> [Perintah 1]
Menurut teks sumber, pada tahun berapa Ibnul Mundzir wafat?

> [Teks Sumber]
○ ○ ○

2.      Kewajiban mengqodho’ puasa di hari lain tanpa membayar fidyah. Ibnul Mundzir menukilkan bahwa pendapat ini merupakan pendapat al-Hasan al-Bashri[12], Atho’ bin Abi Rabah, al-Dhahhak bin Muzahim, Ibrahim bin Yazid al-Nakho’i[13], Rabi’ah bin Abi Abdirrahman, Abdurrahman bin ‘Amr al-Awza’i[14], dan Ashhab al-Ra’y (mazhab Hanafi)[15].   
3.      Kewajiban membayar fidyah dan mengqodho’ puasa jika khawatir terhadap bayi. Namun jika khawatir terhadap diri sendiri, kewajibannya hanya mengqodho’ saja tanpa fidyah. Ini adalah pendapat Imam Syafi’i radhiyallahu ‘anhu[16] dan disepakati oleh seluruh ashhab syafi’iyyah[17]. Pendapat ini pula yang dipegang oleh mazhab Hambali[18].
4.      Bagi yang hamil wajib mengodho’ tanpa fidyah, sedangkan yang menyusui mengqodho dan membayar fidyah. Ini adalah pendapat Imam Malik rahmatullah ‘alaih[19].

*Penulis adalah alumni Gontor tahun 2006, lulusan Universitas Islam Madinah Fak. Hadits


[1] Beliau adalah Muhammad bin Ibrahim Ibnul Mundzir Abu Bakar al-Naisaburi, wafat tahun 318 H. Beliau adalah rujukan utama dalam penukilan khilaf para ulama. Al-Nawawi di dalam al-Majmu’ Syarh al-Muhadzdzab dan Ibn Hajar al-Asqolani dalam Fathul Bari seringkali merujuk kepada karya-karya Ibnul Mundzir dalam penukilan pendapat salaf dari kalangan sahabat, tabi’in, dan atba’ tabi’in. 
[2] Lihat: al-Isyraf, 3/151-152.
[3]Diriwayatkan oleh Abdurrazzaq di dalam Mushannafnya (4/219, no astar: 7567) dari Ibn al-Taimi yaitu Mu’tamir bin Sulaiman al-Taimi dari ayahnya yaitu Sulaiman bin Tharkhan dari Qatadah dari Sa’id bin Jubair dari Ibn Abbas, isnad ini shahih seluruh perawinya tsiqat. Diriwayatkan pula oleh Ibn Jarir al-Thabari di dalam tafsirnya (no atsar: 2759, 2760), dari Bisyr bin Mu’adz dari Yazid bin Zurai’ dari Sa’id bin Abi ‘Arubah dari Qatadah bin Di’amah al-Sadusi, dari Azrah bin Abdirrahman al-Khuza’i dari Sa’id bin Jubair dari Abdullah bin Abbas, juga dari jalur al-Mutsanna bin Ibrahim dari Suwaid bin Nashr al-Marwadzi dari Abdullah bin Mubarak dari Sa’id bin Abi ‘Arubah dari Qatadah dari ‘Azrah dari Sa’id bin Jubair dari Ibn Abbas. Kemudian al-Baihaqi di dalam Sunannya (4/388, no atsar: 8077) juga meriwayatkan dari jalur Rouh bin Ubadah dan Maki bin Ibrahim keduanya dari Sa’id bin Abi Arubah sebagaimana isnad riwayat Ibn Jarir. Jalur-jalur periwayatan di atas cukup membuktikan validitas atsar Ibn Abbas radhiyallahu ‘anhuma, dan atsar Ibn Abbas ini shahih.

○ ○ ○

> [Bahan Tugas]

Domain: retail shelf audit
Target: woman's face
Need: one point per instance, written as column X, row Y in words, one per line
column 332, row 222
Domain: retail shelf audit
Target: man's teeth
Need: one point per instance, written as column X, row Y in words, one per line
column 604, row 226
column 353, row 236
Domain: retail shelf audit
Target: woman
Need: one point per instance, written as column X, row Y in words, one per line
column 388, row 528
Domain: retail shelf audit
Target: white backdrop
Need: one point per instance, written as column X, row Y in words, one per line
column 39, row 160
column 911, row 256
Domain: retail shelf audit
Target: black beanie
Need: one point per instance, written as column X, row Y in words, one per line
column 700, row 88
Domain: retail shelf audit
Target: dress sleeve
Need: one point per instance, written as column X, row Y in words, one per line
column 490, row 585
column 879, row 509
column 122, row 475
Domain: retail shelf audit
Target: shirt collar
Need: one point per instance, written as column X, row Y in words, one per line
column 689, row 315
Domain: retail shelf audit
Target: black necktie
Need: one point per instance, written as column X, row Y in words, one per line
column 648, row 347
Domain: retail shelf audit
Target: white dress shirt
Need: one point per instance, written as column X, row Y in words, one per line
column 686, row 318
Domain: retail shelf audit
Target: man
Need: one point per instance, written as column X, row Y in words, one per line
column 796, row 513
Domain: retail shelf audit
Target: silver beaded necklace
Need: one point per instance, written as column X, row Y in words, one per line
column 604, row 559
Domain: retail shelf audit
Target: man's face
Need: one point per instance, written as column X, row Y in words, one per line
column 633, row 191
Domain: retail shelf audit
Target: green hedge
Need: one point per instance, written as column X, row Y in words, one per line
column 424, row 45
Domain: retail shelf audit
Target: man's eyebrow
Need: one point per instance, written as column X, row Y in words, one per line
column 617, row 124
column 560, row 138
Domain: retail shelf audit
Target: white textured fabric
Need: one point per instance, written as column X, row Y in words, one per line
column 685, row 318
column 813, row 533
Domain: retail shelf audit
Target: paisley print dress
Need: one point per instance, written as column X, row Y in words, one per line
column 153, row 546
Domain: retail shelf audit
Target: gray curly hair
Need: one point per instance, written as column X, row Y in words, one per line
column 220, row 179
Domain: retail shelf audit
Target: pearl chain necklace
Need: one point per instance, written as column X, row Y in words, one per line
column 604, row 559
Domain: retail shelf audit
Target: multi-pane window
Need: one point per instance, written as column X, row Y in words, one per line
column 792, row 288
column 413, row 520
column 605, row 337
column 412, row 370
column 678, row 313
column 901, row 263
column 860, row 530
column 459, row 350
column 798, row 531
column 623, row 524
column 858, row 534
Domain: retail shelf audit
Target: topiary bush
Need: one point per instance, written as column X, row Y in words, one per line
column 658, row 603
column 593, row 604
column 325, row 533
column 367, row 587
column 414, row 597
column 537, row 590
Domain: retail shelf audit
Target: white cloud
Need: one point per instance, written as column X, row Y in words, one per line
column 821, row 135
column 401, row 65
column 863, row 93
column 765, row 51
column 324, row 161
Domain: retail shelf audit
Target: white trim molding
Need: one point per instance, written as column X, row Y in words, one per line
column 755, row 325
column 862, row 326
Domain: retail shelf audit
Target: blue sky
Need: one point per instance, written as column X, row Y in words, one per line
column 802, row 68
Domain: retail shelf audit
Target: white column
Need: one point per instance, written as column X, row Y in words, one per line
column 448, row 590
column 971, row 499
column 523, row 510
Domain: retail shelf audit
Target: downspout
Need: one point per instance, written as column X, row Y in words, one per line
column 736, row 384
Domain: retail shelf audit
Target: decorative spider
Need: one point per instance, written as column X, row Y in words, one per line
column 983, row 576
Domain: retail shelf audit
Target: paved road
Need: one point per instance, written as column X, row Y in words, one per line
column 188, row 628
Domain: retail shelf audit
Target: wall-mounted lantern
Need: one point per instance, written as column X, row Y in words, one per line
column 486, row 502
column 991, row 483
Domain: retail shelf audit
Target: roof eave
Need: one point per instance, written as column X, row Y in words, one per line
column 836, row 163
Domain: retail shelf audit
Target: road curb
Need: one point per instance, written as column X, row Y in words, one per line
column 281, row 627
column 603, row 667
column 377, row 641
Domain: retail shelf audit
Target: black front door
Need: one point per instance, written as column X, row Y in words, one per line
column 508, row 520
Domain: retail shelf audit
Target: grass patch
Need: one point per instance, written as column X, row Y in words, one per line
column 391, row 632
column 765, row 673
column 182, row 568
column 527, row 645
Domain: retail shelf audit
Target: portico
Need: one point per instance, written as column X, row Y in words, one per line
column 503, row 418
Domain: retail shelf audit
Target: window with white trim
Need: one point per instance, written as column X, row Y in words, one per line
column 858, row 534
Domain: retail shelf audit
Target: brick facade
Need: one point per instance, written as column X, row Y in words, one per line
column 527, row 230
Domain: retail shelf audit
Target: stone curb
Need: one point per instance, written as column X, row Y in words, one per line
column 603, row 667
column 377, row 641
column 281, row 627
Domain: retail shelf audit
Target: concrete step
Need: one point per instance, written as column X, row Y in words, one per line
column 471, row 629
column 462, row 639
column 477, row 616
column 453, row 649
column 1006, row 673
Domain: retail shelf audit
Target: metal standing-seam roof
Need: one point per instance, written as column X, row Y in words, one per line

○ ○ ○

> [Perintah 2]
Ubah entri mulai dari awal entri sampai baris yang memuat "column 424, row 45" (keduanya termasuk) menjadi CSV dua kolom bernama teks dan jawaban, dengan satu baris untuk setiap entri. Apit setiap nilai dengan tanda kutip dan ganti jeda baris di dalamnya dengan spasi.

> [Jawaban Benar 1]
Tahun 318 H.

> [Jawaban Benar 2]
teks,jawaban
"Domain: retail shelf audit Target: woman's face Need: one point per instance, written as column X, row Y in words, one per line","column 332, row 222"
"Domain: retail shelf audit Target: man's teeth Need: one point per instance, written as column X, row Y in words, one per line","column 604, row 226 column 353, row 236"
"Domain: retail shelf audit Target: woman Need: one point per instance, written as column X, row Y in words, one per line","column 388, row 528"
"Domain: retail shelf audit Target: white backdrop Need: one point per instance, written as column X, row Y in words, one per line","column 39, row 160 column 911, row 256"
"Domain: retail shelf audit Target: black beanie Need: one point per instance, written as column X, row Y in words, one per line","column 700, row 88"
"Domain: retail shelf audit Target: dress sleeve Need: one point per instance, written as column X, row Y in words, one per line","column 490, row 585 column 879, row 509 column 122, row 475"
"Domain: retail shelf audit Target: shirt collar Need: one point per instance, written as column X, row Y in words, one per line","column 689, row 315"
"Domain: retail shelf audit Target: black necktie Need: one point per instance, written as column X, row Y in words, one per line","column 648, row 347"
"Domain: retail shelf audit Target: white dress shirt Need: one point per instance, written as column X, row Y in words, one per line","column 686, row 318"
"Domain: retail shelf audit Target: man Need: one point per instance, written as column X, row Y in words, one per line","column 796, row 513"
"Domain: retail shelf audit Target: silver beaded necklace Need: one point per instance, written as column X, row Y in words, one per line","column 604, row 559"
"Domain: retail shelf audit Target: man's face Need: one point per instance, written as column X, row Y in words, one per line","column 633, row 191"
"Domain: retail shelf audit Target: green hedge Need: one point per instance, written as column X, row Y in words, one per line","column 424, row 45"